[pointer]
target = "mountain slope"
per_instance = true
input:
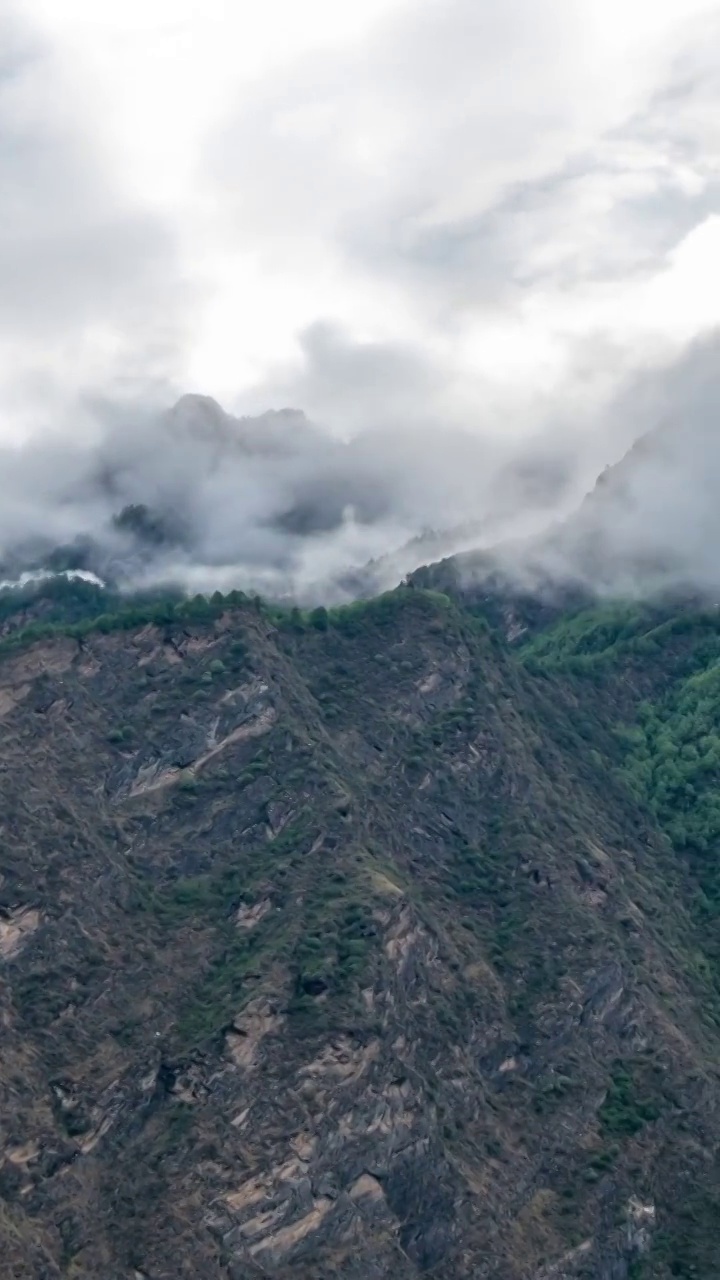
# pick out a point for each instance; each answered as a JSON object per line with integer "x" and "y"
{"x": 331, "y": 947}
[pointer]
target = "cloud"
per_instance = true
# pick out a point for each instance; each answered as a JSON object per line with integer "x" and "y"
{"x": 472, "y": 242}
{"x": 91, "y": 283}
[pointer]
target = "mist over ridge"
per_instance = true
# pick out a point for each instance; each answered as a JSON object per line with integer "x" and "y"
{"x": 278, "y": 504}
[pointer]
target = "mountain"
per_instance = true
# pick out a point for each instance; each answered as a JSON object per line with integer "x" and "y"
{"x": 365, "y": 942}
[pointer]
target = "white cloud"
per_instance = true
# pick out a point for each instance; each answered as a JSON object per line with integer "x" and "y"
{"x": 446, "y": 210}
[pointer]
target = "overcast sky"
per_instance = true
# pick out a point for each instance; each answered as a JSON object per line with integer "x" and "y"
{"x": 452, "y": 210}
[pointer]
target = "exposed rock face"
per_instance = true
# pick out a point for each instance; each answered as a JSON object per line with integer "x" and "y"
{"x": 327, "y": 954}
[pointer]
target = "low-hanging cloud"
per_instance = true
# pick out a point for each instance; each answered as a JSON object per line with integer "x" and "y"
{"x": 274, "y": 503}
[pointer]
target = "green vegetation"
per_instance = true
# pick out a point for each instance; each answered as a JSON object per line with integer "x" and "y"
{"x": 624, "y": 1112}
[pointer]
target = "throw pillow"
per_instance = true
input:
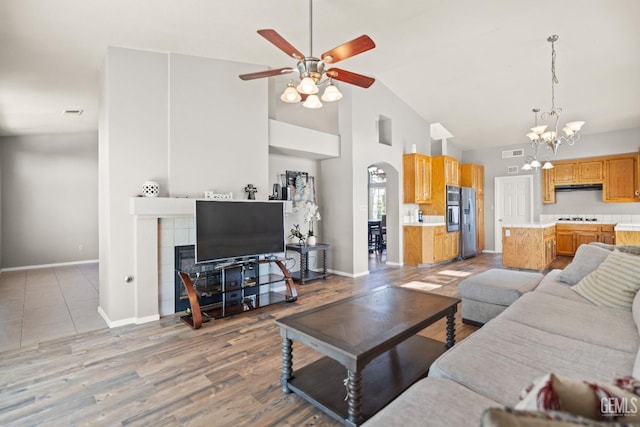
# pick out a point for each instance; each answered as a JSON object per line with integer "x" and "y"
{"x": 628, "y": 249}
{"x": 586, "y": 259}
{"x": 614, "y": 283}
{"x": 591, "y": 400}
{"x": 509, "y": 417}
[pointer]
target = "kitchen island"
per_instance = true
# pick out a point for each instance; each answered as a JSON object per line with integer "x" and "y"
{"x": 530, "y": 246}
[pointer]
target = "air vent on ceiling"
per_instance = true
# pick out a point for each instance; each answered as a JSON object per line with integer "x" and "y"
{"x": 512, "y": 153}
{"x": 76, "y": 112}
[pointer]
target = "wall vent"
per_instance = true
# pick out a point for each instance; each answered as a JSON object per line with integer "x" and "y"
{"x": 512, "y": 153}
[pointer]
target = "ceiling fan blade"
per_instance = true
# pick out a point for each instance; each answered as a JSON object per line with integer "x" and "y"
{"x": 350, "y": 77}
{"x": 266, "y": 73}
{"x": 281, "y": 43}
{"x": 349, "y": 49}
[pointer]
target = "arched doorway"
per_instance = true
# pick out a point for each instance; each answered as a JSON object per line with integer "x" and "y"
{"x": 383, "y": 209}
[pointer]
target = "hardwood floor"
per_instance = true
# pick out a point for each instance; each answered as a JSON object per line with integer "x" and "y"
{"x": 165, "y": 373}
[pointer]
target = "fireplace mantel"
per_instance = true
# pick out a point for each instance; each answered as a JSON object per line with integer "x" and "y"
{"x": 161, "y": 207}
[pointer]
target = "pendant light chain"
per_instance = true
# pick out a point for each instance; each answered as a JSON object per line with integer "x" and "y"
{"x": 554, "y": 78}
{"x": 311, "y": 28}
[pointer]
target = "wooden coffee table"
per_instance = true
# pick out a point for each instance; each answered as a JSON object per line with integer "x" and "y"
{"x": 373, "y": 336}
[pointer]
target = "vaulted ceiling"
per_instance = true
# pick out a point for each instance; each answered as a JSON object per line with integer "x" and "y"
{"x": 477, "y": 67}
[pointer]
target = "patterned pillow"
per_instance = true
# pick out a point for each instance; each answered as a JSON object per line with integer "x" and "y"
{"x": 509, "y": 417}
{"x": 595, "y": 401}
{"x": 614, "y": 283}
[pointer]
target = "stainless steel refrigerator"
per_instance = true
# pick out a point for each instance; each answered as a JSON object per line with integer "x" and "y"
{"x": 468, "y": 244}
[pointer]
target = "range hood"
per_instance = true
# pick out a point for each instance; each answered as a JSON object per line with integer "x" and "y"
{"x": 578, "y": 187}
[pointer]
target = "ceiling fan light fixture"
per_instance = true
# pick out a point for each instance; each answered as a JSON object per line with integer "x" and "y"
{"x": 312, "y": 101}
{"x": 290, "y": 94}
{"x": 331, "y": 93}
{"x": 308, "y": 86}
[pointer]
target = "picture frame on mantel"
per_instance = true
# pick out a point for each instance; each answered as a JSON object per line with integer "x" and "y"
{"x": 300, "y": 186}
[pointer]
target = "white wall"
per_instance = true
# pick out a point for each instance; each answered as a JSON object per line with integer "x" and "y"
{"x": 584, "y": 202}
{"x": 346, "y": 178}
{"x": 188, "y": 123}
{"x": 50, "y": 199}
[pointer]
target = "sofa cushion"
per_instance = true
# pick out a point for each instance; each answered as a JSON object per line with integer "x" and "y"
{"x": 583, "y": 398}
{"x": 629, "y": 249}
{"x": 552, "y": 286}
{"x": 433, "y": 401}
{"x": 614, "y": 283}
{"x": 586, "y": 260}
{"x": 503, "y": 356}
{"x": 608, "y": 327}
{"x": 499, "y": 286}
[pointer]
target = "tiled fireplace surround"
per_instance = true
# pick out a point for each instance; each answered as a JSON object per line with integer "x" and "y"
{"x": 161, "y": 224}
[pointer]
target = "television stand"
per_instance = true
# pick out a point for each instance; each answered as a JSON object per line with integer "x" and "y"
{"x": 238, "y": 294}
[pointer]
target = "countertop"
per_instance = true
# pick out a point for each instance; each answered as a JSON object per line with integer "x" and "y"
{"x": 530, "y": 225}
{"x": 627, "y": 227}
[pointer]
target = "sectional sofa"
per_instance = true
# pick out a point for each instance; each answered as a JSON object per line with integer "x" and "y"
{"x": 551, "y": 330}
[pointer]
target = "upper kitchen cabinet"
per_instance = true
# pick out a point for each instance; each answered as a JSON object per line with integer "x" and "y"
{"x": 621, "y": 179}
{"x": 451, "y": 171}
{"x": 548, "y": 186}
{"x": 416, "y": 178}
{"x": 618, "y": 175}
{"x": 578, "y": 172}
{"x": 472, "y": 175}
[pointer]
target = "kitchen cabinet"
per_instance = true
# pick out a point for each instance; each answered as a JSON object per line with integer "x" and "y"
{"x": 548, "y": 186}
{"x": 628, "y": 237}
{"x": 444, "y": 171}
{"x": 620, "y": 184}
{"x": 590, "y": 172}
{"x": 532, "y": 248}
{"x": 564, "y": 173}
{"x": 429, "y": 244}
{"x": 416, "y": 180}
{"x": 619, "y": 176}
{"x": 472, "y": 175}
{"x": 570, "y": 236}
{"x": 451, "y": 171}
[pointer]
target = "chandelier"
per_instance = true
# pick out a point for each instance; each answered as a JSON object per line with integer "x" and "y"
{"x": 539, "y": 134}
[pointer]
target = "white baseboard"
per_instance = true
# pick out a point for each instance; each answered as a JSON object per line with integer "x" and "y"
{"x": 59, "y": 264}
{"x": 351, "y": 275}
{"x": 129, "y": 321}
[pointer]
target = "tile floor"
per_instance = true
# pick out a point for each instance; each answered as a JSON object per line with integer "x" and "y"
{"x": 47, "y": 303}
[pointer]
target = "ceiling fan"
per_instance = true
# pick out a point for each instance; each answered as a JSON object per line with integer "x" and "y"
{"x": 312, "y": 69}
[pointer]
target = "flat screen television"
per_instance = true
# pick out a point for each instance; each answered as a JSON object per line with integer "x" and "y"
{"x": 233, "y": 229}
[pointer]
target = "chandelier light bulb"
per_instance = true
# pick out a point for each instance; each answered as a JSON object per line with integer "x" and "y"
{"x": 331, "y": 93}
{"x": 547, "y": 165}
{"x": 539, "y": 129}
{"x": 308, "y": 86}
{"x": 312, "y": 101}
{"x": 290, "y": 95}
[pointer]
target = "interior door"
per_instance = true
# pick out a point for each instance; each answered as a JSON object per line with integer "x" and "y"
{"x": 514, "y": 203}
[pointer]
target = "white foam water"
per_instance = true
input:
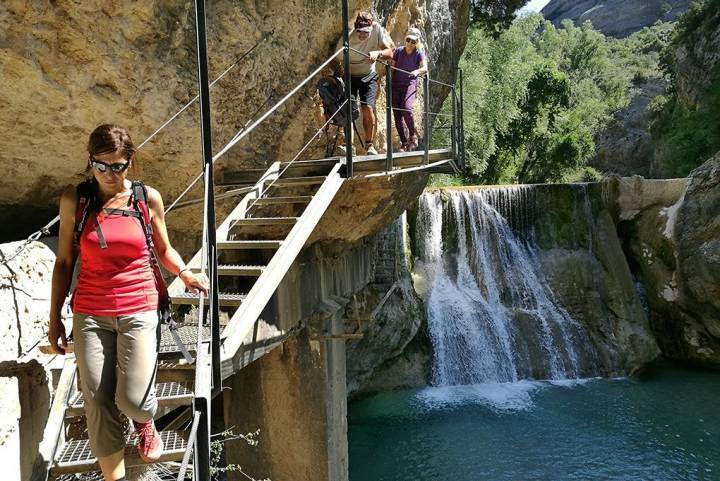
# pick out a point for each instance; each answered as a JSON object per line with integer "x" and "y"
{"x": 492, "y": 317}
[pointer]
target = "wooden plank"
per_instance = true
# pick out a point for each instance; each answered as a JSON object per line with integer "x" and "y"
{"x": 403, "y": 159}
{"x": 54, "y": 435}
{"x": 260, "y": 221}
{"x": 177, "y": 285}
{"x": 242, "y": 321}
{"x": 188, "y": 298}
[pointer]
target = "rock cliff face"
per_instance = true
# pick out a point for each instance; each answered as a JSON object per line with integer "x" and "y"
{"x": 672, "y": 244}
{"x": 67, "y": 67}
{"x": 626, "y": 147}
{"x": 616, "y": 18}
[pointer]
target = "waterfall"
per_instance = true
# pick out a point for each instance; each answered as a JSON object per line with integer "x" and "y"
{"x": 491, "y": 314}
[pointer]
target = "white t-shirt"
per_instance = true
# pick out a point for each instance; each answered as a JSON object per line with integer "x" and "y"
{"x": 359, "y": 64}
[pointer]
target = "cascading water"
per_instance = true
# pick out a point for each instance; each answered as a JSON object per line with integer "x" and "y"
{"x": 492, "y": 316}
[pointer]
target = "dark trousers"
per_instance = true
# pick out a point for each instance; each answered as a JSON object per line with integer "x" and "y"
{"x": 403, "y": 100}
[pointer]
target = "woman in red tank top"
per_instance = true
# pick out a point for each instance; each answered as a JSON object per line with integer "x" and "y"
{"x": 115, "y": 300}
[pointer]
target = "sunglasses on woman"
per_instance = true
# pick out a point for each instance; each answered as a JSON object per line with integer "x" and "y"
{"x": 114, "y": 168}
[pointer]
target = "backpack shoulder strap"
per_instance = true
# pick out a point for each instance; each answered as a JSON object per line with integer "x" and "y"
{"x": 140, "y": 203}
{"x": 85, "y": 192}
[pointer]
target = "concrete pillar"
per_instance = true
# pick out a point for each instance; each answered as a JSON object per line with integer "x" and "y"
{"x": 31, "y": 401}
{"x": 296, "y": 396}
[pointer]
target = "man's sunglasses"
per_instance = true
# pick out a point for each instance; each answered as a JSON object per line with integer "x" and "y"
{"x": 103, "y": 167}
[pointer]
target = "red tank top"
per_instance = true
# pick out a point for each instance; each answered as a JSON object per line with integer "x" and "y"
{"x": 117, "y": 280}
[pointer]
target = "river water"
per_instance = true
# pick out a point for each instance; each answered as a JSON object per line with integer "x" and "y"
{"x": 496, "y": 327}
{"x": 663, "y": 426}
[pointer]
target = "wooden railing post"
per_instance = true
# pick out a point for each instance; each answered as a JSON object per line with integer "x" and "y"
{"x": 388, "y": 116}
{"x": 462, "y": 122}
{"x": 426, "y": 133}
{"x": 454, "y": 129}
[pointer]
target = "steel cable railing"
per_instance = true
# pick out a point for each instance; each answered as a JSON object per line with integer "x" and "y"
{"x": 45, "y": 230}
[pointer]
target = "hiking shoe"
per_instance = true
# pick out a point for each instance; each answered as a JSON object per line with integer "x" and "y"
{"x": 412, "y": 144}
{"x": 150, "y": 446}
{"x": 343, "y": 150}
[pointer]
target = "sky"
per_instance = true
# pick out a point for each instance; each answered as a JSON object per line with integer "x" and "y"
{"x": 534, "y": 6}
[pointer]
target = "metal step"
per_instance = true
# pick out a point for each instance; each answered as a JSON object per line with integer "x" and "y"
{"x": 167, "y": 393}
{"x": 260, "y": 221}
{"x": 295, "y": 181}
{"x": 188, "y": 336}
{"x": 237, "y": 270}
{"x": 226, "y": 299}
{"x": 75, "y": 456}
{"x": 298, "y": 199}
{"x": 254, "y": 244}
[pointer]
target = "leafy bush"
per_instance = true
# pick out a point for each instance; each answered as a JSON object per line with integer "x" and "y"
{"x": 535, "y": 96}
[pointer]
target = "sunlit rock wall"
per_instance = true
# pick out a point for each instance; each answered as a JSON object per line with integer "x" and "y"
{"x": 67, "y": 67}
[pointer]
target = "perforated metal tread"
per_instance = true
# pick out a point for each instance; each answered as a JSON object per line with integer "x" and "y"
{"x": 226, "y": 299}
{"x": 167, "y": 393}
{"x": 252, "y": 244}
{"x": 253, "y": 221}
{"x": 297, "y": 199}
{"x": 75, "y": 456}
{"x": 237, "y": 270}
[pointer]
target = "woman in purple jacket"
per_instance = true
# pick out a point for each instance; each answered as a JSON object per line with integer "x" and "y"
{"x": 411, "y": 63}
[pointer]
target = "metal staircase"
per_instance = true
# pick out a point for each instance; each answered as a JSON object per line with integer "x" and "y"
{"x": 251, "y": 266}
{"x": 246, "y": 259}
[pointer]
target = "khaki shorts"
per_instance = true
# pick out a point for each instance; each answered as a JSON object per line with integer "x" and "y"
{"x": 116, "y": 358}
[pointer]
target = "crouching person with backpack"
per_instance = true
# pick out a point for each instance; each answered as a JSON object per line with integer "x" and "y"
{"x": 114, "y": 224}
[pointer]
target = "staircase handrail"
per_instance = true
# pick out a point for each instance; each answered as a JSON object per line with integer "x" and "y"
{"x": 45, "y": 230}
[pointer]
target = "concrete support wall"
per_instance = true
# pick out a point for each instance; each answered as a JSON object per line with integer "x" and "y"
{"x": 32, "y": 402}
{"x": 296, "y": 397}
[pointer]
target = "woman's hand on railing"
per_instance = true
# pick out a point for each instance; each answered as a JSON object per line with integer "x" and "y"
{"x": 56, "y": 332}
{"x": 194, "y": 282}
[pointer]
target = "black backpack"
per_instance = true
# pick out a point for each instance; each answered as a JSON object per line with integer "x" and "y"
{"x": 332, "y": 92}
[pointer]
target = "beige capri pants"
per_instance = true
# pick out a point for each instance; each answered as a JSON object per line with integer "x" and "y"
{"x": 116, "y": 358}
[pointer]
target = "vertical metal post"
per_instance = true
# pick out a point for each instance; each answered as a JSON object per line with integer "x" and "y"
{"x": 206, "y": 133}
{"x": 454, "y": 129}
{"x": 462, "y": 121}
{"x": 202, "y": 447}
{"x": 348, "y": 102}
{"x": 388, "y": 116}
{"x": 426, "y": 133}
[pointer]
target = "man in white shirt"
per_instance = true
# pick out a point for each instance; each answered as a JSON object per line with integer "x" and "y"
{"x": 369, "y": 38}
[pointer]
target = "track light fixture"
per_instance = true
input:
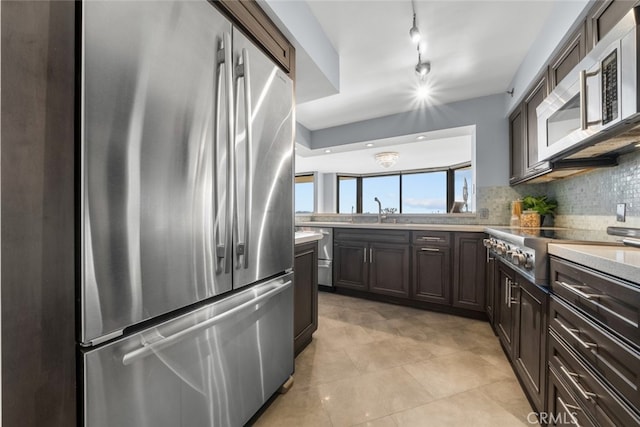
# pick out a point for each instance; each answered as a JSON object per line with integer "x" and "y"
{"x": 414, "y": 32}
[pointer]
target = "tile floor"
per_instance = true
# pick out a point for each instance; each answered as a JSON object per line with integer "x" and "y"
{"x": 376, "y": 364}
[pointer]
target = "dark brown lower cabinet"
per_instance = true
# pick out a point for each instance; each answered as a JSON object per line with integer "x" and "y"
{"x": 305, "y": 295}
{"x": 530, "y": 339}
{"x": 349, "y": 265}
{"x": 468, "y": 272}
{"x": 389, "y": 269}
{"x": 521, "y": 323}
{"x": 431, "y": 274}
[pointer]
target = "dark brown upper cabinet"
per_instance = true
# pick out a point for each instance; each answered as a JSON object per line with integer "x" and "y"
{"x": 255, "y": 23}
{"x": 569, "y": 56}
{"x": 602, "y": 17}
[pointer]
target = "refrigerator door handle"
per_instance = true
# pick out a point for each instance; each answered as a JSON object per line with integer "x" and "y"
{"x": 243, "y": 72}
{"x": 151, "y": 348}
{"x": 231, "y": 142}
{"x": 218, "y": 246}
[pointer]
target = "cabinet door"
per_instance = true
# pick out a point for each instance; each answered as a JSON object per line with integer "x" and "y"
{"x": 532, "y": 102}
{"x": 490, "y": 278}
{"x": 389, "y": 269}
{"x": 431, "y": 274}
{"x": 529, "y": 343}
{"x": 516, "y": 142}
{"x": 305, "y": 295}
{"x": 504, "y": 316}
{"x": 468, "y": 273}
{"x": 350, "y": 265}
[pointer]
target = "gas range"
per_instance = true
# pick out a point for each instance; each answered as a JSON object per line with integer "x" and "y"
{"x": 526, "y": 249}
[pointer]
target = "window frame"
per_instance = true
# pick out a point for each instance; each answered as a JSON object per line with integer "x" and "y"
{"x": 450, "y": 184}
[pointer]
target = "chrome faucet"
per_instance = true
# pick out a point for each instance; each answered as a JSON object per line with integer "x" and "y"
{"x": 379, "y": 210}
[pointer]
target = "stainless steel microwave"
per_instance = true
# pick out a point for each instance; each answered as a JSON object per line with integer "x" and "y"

= Work required =
Scan the material above. Extract every line in which the word "dark" occurs.

= Your solution =
target = "dark trousers"
target = "dark brown lower cabinet"
target = "dark brown upper cabinet"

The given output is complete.